*Goal:*
Rewrite the items below, replacing "pixel coordinates" with "image coordinates" and changing nothing else. Leave the pictures out of your version.

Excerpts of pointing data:
────

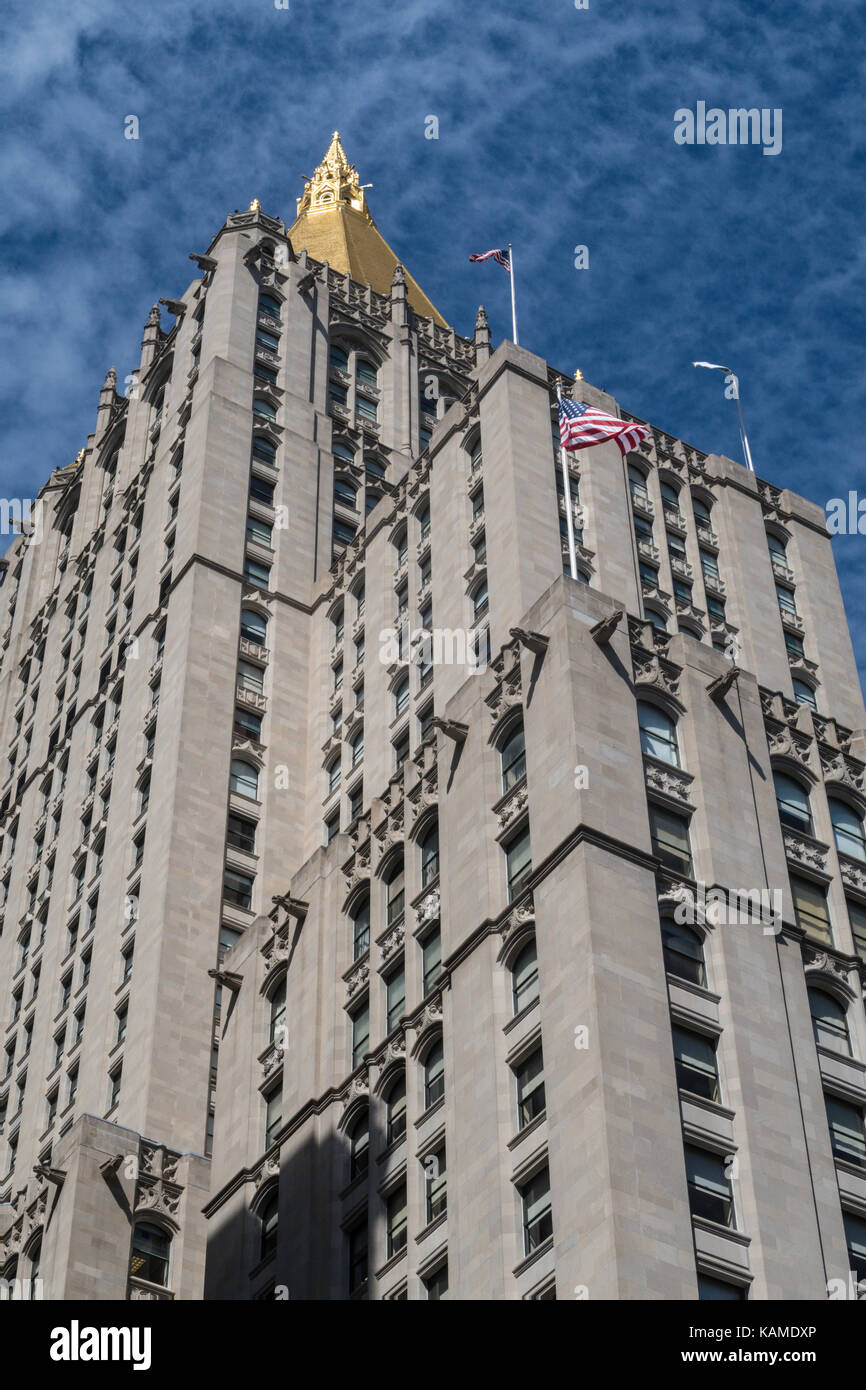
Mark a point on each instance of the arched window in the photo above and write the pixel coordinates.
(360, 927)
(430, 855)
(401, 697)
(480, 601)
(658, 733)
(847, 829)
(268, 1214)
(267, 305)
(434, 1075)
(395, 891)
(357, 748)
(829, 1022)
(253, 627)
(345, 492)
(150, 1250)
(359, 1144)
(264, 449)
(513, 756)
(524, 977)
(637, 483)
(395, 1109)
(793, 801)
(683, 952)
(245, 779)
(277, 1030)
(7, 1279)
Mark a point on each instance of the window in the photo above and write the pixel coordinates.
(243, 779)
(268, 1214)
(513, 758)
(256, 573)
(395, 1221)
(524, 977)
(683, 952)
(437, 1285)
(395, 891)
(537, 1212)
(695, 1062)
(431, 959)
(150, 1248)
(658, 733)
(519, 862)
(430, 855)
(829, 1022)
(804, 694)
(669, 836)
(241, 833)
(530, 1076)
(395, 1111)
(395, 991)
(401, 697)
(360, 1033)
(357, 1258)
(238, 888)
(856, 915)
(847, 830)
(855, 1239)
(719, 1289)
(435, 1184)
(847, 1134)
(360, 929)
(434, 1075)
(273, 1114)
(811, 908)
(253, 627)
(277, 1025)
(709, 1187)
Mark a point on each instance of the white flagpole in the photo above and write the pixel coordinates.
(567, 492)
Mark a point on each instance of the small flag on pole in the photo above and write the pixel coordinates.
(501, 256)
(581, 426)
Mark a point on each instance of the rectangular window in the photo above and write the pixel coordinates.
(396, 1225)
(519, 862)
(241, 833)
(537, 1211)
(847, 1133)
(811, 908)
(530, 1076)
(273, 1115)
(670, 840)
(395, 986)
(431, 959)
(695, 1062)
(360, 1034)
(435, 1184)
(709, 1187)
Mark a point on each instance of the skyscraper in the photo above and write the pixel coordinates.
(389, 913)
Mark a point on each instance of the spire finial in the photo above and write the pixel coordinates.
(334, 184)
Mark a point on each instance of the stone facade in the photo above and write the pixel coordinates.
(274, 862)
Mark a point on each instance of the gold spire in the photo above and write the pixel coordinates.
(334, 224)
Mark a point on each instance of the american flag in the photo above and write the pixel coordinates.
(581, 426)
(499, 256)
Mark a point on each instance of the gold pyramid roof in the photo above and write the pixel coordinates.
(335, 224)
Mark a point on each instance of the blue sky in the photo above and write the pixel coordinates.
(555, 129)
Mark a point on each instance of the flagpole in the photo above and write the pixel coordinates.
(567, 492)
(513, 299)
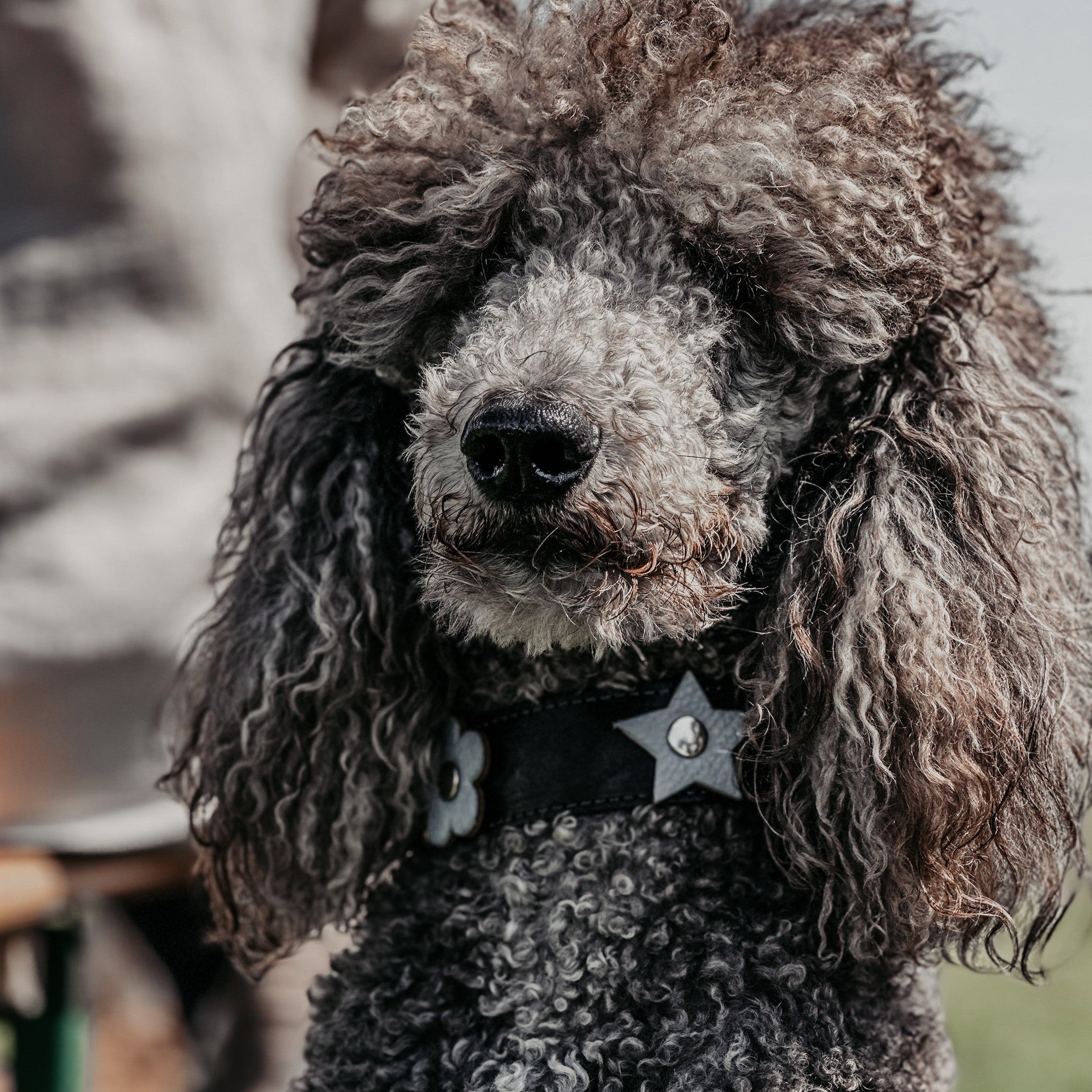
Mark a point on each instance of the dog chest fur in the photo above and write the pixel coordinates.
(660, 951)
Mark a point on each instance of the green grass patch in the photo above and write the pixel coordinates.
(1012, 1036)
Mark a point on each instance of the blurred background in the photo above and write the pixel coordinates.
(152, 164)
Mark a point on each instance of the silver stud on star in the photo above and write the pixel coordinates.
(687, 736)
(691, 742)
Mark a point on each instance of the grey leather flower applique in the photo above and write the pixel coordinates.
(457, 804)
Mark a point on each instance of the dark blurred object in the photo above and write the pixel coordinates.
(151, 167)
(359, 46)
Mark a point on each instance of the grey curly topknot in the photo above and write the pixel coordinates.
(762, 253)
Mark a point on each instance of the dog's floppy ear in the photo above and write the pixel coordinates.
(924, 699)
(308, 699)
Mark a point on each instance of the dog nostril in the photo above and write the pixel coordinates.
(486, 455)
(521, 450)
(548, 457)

────

*Exercise solution:*
Mark a point on each instance of the arched window in the photo above and write the image coordinates.
(360, 927)
(430, 855)
(401, 697)
(480, 601)
(658, 733)
(847, 829)
(268, 1214)
(267, 305)
(434, 1075)
(395, 891)
(357, 748)
(829, 1022)
(253, 627)
(345, 492)
(150, 1250)
(359, 1144)
(264, 449)
(513, 756)
(524, 977)
(637, 483)
(395, 1109)
(793, 801)
(683, 952)
(245, 779)
(277, 1030)
(7, 1279)
Mark a point on each instance of the window in the photo above and write the image coordinates.
(243, 779)
(268, 1214)
(513, 758)
(256, 573)
(395, 1221)
(524, 977)
(683, 952)
(437, 1285)
(395, 891)
(537, 1212)
(695, 1062)
(431, 959)
(150, 1248)
(658, 733)
(519, 862)
(430, 855)
(829, 1022)
(804, 694)
(669, 836)
(241, 833)
(530, 1076)
(395, 1111)
(395, 991)
(401, 697)
(360, 1033)
(357, 1258)
(238, 888)
(856, 915)
(847, 830)
(855, 1239)
(719, 1289)
(435, 1184)
(847, 1134)
(360, 929)
(434, 1075)
(273, 1114)
(811, 908)
(253, 627)
(277, 1025)
(709, 1187)
Mark a point on each instance of the white flagpole in the photo above and write the image coordinates.
(567, 492)
Mark a point on each instance of the small flag on pole in the photo above and write the image coordinates.
(501, 256)
(581, 426)
Mark a point on each instance of the rectangular window in the photo above and write the image coordinates.
(396, 1225)
(519, 862)
(241, 833)
(537, 1211)
(847, 1133)
(811, 908)
(530, 1076)
(273, 1115)
(670, 840)
(395, 986)
(431, 959)
(695, 1062)
(360, 1034)
(435, 1184)
(709, 1187)
Mark a point on each instance of the skyscraper in the photo above and write the image coordinates.
(389, 913)
Mark a point on each instance of the spire finial in the photo above and write the image coordinates.
(334, 184)
Mark a point on each instance of the stone facade in the photo above and write the image coordinates.
(274, 862)
Mark a point on each instance of the gold spire in the photo above and write the image coordinates.
(334, 224)
Mark a point on each instance of the american flag in the photo above and write the image coordinates.
(581, 426)
(499, 256)
Mark a point on each instance of the gold pyramid roof in the photo above and write the image coordinates.
(335, 224)
Mark a point on each instance of the blue sky in the photo above and write the image coordinates.
(555, 129)
Mark a point on each instance of the flagpole in the photo above and write the image coordinates.
(567, 492)
(513, 299)
Mark a point on each instance of the dog chest fur in the photo above and write the image coordinates.
(660, 951)
Mark a point on each instance of the green grass patch in the photo above and write the image coordinates.
(1012, 1036)
Mark a point on each instance of the blurred background in the photo above and write the image coordinates.
(152, 164)
Mark a point on each instance of the silver stud on star in the photo above and write the image coordinates.
(687, 736)
(691, 742)
Mark a point on each instance of the grey leather flower applique in the photo above and write the image coordinates.
(457, 804)
Mark a point on each instance of the dark blurred object in the photo above and write the image coordinates.
(151, 167)
(359, 46)
Mark a point on each instance of the grey curly topknot in the photo above and write the image coordinates.
(762, 253)
Mark a point on each instance of the dog's floppy ear in the photo above and write the image coordinates.
(924, 699)
(308, 699)
Mark a point on each instance of the dog nostril in the photo above and write the image coordinates.
(486, 455)
(521, 450)
(548, 457)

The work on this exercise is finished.